**Ações necessárias**
• 1. Liste todas as cidades mencionadas no trecho sobre Enzo Sereni, exceto Guivat Brenner.
• 2. Reescreva em forma de lista, com os fatos principais, o parágrafo do trecho sobre Enzo Sereni que começa com "Na capital do Egito".
• 3. Transcreva do trecho sobre Enzo Sereni a passagem que vai de "Em agosto de1942, Moshe" até "menos de sionistas.".

━━ Trecho do documento ━━

Enzo Sereni regressou para Guivat Brenner em 1937, mas mal teve tempo para desfazer a bagagem. A Haganá o convocou para se engajar nas equipes encarregadas de levar imigrantes judeus clandestinos para a então Palestina, desafiando as autoridades britânicas. Nessa atividade, em março de 1939 viajou para a Holanda, onde acompanhou até Marselha um trem com refugiados judeus poloneses. Da França, talvez conseguissem chegar e desembarcar na Palestina no mandato britânico. Quando eclodiu a 2ª Guerra Mundial, em setembro de 1939, Enzo Sereni alistou-se na Brigada Judaica que, sob o comando britânico, participaria da luta armada contra o nazismo. Nos preparativos da Brigada, chamou a atenção dos oficiais ingleses que ordenaram sua imediata apresentação no Cairo.
Na capital do Egito, confiaram-lhe a missão de viajar para o Iraque, onde deveria apurar a extensão da infiltração nazista no mundo árabe e avaliar como esse mesmo mundo se comportaria em face da guerra na Europa. Aceitou de pronto porque já tinha em mente uma segunda intenção: sabia da existência de uma comunidade judaica que era maioria na cidade iraquiana de Sandur, que praticamente vivia isolada do restante do mundo. Esses judeus ali viviam desde a segunda metade do século 19 e tinham seu sustento na produção de vinhos. Sereni ali encontrou 800 judeus entre homens, mulheres e crianças e o máximo que pode fazer foi prometer que a Agência Judaica encontraria um meio de levá-los para a Eretz Israel como de fato, anos depois, acabou acontecendo. Em Bagdá também entrou em contato com a comunidade judaica, com a qual estabeleceu um vínculo destinado a conduzir o maior número possível de famílias para a Terra de Israel.
Em agosto de1942, Moshe Sharret, uma espécie de ministro das relações exteriores da Agência Judaica, fez uma reunião com o alto comando britânico em Londres numa atmosfera desagradável de desconfiança mútua. Sharret propôs que paraquedistas judeus saltassem atrás das linhas alemãs de onde poderiam dar informações aos aliados e também socorrer seus correligionários. Os ingleses afirmaram só confiar em espiões profissionais. Não queriam saber de idealistas, muito menos de judeus, e muito menos de sionistas.

━━━
━━ Entradas fornecidas ━━

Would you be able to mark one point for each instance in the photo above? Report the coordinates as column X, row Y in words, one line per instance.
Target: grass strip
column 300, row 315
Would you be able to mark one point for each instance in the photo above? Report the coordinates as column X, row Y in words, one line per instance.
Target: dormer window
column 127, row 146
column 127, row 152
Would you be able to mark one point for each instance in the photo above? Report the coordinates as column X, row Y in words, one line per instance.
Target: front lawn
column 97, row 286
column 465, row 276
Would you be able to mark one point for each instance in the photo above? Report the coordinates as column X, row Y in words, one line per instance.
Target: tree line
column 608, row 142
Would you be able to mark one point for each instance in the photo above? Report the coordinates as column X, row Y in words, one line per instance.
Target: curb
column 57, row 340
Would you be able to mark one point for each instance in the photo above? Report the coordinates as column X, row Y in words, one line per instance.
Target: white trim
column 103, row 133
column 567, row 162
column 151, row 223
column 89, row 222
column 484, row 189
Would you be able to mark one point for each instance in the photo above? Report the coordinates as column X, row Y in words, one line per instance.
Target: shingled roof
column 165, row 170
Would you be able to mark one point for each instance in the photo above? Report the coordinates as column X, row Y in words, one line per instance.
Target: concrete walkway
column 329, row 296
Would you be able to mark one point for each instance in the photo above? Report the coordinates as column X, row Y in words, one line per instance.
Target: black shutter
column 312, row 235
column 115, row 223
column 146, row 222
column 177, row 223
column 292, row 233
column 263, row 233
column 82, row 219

━━━

**Respostas esperadas**
• 1. Marselha, Cairo, Sandur, Bagdá, Londres

• 2.
- No Cairo, Sereni recebeu a missão de ir ao Iraque para apurar a extensão da infiltração nazista no mundo árabe e avaliar como esse mundo reagiria à guerra na Europa.
- Aceitou de imediato, pois queria também chegar à comunidade judaica de Sandur, maioria na cidade e praticamente isolada do mundo.
- Esses judeus viviam ali desde a segunda metade do século 19 e se sustentavam com a produção de vinhos.
- Sereni encontrou 800 judeus e só pôde prometer que a Agência Judaica os levaria para a Eretz Israel, o que anos depois acabou acontecendo.
- Em Bagdá, estabeleceu um vínculo com a comunidade judaica para levar o maior número possível de famílias à Terra de Israel.

• 3.
Em agosto de1942, Moshe Sharret, uma espécie de ministro das relações exteriores da Agência Judaica, fez uma reunião com o alto comando britânico em Londres numa atmosfera desagradável de desconfiança mútua. Sharret propôs que paraquedistas judeus saltassem atrás das linhas alemãs de onde poderiam dar informações aos aliados e também socorrer seus correligionários. Os ingleses afirmaram só confiar em espiões profissionais. Não queriam saber de idealistas, muito menos de judeus, e muito menos de sionistas.